Find all lines below containing the string "yellow" and return them.

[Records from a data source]
☆ ☆ ☆ ☆ ☆

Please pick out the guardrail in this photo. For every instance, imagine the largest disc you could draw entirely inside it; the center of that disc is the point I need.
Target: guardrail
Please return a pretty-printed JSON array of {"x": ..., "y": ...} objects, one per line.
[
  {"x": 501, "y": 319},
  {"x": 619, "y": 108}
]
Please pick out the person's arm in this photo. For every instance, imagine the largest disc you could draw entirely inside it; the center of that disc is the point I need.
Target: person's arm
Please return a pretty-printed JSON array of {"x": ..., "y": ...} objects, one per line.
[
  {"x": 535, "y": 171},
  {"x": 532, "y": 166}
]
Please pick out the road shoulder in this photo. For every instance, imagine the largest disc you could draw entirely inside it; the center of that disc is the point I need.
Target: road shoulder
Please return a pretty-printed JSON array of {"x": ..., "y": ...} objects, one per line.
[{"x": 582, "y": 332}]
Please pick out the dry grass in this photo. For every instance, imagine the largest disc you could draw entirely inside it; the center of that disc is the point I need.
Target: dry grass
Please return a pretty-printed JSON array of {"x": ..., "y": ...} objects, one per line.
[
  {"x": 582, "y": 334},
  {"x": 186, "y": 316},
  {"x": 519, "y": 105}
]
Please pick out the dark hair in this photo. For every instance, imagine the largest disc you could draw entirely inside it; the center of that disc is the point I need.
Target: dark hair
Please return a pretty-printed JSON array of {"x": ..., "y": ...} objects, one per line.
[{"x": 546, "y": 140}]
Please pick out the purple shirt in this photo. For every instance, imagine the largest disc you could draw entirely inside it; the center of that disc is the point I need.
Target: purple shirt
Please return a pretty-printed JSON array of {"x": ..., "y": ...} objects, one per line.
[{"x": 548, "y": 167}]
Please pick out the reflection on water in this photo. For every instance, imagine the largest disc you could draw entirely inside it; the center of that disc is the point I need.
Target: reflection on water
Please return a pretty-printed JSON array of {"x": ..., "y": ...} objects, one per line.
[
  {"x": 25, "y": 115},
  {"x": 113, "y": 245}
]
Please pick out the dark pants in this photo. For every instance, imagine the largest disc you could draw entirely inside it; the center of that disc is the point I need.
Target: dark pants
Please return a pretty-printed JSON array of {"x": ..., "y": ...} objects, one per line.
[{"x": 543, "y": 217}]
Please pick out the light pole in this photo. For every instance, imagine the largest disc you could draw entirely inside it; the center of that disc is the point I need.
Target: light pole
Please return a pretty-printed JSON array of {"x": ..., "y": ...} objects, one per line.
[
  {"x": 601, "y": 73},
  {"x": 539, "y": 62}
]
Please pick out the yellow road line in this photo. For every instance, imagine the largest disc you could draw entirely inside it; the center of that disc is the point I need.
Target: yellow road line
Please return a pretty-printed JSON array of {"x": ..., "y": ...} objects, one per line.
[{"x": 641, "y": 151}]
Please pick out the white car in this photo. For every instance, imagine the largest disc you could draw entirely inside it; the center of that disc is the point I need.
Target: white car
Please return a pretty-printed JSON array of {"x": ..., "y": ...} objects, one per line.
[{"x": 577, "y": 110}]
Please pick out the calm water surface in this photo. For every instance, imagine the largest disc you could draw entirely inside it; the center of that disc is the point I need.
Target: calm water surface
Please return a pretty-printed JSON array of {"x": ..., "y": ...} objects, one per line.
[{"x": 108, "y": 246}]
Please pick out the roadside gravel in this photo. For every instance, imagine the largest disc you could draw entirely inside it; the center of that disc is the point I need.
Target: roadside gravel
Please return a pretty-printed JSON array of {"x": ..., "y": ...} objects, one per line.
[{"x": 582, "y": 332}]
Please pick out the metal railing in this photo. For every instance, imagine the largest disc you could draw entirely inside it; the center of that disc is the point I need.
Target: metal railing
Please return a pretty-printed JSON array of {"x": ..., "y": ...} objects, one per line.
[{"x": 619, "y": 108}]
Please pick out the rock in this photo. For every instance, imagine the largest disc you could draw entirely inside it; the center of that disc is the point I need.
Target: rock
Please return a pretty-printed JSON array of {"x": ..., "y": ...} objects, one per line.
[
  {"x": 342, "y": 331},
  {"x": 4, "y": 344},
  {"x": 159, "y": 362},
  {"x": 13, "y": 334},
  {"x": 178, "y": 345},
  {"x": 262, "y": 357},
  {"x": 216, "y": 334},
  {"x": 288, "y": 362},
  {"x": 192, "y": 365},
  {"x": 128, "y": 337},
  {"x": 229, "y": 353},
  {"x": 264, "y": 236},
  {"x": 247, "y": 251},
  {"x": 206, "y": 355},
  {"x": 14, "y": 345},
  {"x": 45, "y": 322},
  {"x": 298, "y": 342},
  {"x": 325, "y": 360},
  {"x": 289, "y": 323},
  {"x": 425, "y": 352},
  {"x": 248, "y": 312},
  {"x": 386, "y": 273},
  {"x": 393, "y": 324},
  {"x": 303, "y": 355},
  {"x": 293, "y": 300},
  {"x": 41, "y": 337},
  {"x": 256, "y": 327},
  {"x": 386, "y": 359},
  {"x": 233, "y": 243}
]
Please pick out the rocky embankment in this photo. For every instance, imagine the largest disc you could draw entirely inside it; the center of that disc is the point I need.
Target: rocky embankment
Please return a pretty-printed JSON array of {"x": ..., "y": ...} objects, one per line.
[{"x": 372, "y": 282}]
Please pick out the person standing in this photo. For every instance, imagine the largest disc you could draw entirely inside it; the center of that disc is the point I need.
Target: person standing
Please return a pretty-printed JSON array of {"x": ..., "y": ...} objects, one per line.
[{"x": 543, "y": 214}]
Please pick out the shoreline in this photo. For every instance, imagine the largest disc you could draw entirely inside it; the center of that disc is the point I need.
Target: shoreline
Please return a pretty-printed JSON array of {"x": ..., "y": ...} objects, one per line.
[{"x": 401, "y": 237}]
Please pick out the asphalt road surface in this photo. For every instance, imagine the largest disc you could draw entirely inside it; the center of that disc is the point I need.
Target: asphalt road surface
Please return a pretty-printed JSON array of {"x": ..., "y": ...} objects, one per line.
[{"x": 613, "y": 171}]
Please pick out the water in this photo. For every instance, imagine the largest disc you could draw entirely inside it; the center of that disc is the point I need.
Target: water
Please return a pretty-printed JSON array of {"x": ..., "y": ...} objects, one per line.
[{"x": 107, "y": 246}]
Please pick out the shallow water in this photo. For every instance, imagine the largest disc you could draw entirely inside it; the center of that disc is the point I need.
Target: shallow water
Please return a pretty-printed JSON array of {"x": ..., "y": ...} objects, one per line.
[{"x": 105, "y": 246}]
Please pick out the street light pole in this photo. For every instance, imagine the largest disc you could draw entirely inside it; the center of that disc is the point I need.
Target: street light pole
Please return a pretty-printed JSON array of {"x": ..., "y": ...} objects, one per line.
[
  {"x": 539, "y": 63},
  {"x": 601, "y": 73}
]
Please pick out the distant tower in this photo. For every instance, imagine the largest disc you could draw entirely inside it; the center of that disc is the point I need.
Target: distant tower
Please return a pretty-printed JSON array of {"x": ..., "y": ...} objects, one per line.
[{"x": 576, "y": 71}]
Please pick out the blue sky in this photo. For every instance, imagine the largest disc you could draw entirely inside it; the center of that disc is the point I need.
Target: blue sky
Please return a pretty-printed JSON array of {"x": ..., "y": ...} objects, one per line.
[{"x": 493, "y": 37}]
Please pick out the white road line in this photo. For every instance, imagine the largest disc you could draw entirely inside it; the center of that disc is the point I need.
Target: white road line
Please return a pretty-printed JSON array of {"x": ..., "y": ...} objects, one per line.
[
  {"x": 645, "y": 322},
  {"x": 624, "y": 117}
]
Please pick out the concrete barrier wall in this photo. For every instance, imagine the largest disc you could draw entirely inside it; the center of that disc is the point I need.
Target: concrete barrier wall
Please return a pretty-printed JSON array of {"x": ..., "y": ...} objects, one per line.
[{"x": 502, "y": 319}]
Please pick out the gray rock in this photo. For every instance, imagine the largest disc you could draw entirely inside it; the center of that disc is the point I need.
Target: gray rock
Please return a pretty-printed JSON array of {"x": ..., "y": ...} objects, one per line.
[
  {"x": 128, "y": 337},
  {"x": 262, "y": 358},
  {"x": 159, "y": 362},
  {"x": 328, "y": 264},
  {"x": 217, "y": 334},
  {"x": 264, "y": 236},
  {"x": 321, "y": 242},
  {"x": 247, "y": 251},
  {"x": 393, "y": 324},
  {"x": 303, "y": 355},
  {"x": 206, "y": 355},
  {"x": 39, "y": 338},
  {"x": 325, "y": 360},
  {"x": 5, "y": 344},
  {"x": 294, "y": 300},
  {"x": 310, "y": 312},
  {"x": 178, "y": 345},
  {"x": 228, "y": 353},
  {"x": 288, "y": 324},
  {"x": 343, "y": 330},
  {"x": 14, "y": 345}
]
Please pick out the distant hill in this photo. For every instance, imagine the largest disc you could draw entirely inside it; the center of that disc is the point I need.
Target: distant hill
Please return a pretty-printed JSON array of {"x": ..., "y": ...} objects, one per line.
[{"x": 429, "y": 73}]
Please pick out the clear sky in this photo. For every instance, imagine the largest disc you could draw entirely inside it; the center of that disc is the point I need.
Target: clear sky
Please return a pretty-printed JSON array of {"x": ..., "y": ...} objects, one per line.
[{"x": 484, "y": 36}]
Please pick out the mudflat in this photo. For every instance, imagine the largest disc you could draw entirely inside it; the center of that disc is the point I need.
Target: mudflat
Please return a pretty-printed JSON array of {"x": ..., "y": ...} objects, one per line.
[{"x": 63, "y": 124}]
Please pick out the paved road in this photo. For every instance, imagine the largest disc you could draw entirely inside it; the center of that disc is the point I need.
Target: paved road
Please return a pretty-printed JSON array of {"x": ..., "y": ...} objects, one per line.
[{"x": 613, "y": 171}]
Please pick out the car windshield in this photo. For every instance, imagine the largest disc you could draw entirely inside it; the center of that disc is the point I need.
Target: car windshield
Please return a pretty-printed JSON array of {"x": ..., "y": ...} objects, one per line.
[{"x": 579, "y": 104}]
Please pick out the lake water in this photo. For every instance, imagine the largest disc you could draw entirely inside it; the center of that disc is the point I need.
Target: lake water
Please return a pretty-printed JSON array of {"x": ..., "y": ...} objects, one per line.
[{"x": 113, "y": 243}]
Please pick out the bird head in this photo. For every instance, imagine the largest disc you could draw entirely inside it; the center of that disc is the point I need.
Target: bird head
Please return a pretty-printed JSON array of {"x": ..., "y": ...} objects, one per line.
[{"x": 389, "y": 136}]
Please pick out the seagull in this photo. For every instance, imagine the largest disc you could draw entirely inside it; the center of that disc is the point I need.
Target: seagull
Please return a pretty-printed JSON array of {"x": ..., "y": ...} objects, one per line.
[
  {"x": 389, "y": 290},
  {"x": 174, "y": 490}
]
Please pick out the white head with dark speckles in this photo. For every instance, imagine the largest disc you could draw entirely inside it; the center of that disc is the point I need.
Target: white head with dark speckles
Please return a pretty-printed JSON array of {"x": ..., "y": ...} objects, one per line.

☆ ☆ ☆ ☆ ☆

> **COMPLETED TASK**
Please pick out the yellow road line in this photo. For every instance, imagine the largest disc you could draw entirely inside it; the center of that disc is the point I need.
Target: yellow road line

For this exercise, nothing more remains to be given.